(Stored items from a collection)

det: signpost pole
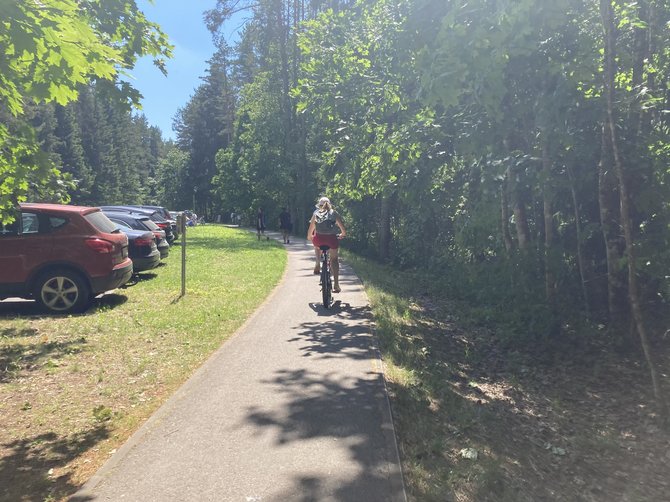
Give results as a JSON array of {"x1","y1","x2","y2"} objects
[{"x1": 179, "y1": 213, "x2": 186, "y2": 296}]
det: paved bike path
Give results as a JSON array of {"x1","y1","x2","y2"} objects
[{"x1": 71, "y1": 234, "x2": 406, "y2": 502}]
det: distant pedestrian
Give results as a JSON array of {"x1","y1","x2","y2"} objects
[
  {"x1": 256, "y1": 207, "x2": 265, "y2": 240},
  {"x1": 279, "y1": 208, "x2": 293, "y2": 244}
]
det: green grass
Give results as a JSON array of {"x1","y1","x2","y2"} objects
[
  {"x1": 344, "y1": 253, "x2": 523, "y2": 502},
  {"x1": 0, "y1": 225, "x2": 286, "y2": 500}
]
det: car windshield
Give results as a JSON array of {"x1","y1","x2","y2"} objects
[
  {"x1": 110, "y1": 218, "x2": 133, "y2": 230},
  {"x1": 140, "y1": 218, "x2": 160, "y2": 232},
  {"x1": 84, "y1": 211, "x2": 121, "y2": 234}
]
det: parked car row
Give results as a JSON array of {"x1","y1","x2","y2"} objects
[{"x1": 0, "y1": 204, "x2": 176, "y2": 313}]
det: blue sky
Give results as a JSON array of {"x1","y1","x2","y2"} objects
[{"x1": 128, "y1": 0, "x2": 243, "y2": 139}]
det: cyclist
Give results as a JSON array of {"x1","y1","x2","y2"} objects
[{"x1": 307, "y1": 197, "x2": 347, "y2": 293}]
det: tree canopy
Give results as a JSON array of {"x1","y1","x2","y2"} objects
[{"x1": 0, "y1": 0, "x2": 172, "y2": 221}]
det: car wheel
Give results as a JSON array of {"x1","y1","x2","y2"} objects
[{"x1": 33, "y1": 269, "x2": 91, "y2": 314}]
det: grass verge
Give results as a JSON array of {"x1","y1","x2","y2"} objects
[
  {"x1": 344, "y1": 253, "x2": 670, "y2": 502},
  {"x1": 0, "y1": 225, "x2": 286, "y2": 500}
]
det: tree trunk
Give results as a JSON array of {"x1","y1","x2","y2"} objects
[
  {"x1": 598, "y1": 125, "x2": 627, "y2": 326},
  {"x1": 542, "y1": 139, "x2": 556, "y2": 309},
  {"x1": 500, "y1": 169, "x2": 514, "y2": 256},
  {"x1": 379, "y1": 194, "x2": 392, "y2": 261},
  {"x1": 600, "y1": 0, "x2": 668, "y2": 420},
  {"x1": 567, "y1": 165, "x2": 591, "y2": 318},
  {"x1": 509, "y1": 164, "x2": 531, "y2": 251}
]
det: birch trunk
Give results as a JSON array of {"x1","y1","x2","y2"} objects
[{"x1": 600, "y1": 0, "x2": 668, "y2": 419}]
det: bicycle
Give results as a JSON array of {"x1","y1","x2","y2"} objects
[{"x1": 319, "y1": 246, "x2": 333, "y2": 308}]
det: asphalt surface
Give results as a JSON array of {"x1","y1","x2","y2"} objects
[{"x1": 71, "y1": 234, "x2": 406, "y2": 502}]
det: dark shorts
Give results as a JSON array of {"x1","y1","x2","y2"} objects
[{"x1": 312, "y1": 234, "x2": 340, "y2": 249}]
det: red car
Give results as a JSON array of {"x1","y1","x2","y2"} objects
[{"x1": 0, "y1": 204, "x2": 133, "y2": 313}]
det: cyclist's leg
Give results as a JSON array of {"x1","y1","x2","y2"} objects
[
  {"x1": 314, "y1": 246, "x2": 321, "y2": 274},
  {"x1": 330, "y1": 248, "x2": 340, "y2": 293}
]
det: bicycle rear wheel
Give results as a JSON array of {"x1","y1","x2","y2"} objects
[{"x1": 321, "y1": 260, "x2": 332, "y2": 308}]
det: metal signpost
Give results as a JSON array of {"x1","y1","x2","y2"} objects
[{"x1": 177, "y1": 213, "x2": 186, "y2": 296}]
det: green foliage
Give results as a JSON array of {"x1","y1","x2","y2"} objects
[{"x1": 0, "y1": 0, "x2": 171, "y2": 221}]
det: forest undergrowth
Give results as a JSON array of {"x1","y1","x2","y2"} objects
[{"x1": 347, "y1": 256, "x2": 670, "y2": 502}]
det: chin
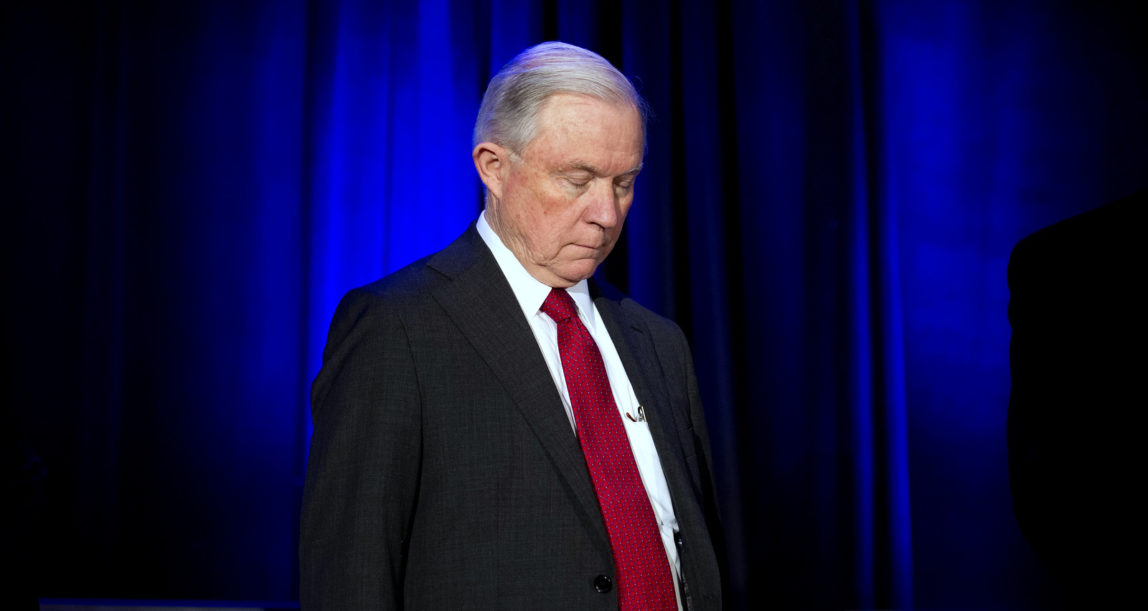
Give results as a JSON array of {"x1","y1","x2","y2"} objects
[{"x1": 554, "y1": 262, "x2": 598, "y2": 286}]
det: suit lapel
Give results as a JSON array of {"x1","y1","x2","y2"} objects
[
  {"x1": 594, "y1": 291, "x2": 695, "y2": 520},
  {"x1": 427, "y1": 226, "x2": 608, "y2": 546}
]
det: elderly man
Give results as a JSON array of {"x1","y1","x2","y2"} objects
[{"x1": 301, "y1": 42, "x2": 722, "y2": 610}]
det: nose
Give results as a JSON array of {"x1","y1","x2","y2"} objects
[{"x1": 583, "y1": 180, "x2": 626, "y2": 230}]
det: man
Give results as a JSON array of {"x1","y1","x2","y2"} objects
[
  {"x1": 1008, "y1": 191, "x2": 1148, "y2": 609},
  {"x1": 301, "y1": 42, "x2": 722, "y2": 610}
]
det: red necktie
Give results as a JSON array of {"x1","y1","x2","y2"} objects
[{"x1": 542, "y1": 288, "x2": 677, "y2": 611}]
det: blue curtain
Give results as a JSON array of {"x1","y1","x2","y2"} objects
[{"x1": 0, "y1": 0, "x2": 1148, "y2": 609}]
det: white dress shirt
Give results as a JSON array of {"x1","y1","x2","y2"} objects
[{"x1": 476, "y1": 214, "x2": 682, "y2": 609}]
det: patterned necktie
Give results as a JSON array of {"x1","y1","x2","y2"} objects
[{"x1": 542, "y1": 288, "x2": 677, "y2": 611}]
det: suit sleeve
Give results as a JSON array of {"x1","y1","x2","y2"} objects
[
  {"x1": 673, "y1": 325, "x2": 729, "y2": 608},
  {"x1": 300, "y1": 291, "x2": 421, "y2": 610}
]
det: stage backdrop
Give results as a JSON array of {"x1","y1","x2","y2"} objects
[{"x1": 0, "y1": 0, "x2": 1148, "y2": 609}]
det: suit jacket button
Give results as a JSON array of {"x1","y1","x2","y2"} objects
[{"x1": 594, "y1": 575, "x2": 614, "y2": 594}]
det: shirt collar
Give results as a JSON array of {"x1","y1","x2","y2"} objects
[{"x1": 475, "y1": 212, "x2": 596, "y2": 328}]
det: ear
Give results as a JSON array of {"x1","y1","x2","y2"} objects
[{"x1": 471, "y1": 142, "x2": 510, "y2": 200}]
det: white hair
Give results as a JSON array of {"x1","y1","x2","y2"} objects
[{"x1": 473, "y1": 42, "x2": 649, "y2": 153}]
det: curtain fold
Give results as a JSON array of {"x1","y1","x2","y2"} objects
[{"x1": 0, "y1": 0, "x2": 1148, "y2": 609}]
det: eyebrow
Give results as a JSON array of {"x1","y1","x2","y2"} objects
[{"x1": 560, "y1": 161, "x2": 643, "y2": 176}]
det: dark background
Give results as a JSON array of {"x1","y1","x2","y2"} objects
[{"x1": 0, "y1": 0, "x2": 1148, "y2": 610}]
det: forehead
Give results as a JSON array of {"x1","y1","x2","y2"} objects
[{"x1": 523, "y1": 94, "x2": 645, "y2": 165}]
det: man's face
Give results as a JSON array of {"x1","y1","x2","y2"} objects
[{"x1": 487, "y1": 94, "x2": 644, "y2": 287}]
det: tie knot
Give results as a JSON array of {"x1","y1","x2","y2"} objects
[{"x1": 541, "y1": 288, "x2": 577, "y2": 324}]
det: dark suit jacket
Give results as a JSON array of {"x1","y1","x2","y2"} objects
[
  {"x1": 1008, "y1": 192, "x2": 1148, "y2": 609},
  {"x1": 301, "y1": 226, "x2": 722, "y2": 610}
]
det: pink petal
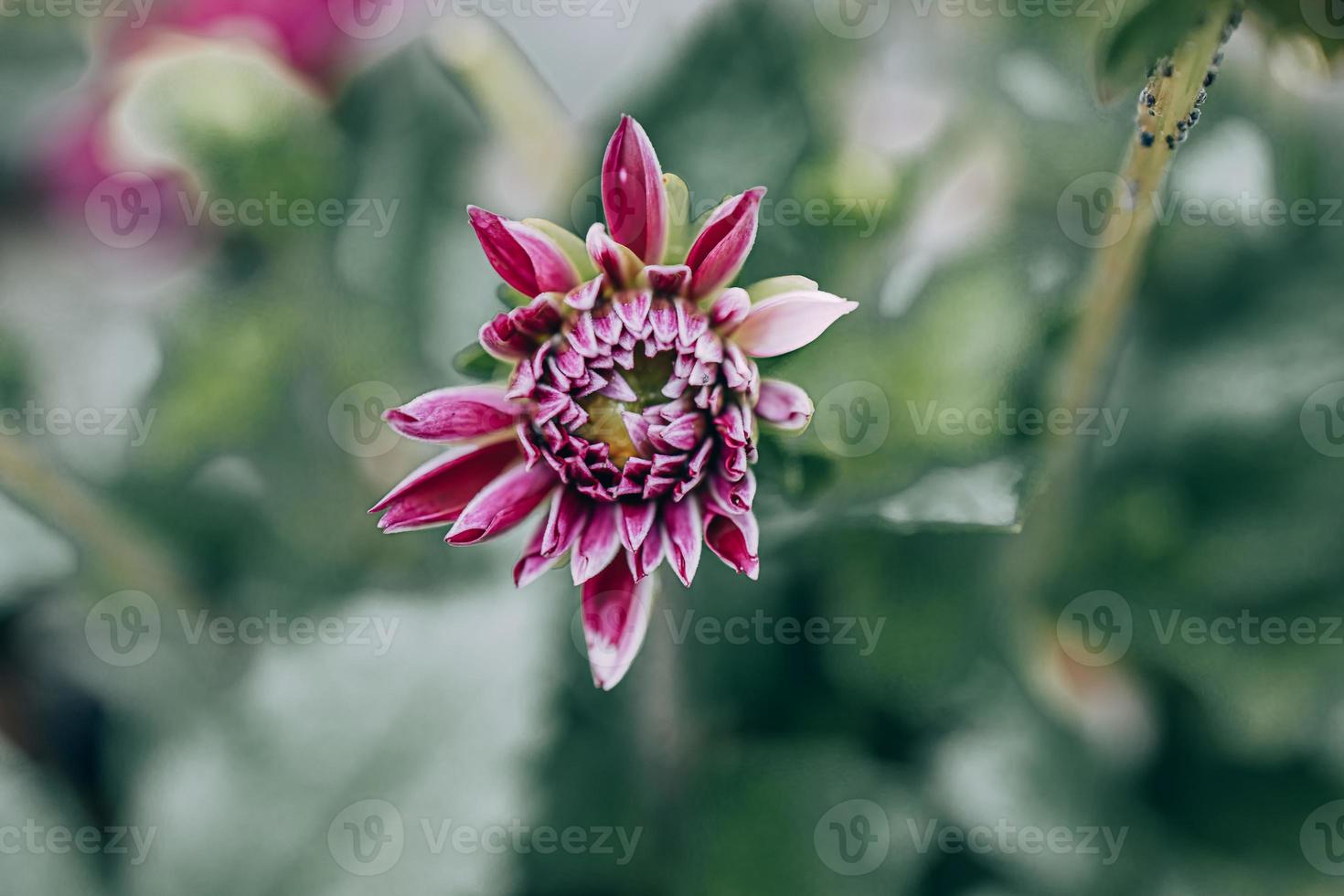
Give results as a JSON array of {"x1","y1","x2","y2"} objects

**What to produce**
Revise the rows that begin with the line containing "det: dark background" and continue through the last row, replacing "dark" with "black" and leaving everything else unchanged. Omit the pictures from your answer.

**Final result**
det: black background
Give results as a JSON array of {"x1","y1","x2","y2"} objects
[{"x1": 0, "y1": 0, "x2": 1148, "y2": 610}]
det: forehead
Give results as a JSON array of {"x1","y1","x2","y2"} objects
[{"x1": 523, "y1": 94, "x2": 645, "y2": 165}]
det: man's face
Give results as a JSON array of {"x1","y1","x2","y2"} objects
[{"x1": 487, "y1": 94, "x2": 644, "y2": 287}]
det: tie knot
Give results as a JSON array of {"x1","y1","x2","y2"} objects
[{"x1": 541, "y1": 288, "x2": 577, "y2": 324}]
det: black suit jacket
Give results as a JSON array of {"x1","y1","x2","y2"} objects
[
  {"x1": 1008, "y1": 192, "x2": 1148, "y2": 609},
  {"x1": 301, "y1": 226, "x2": 722, "y2": 610}
]
det: pink petal
Give results as a JSON array of {"x1","y1","x2","y2"} objects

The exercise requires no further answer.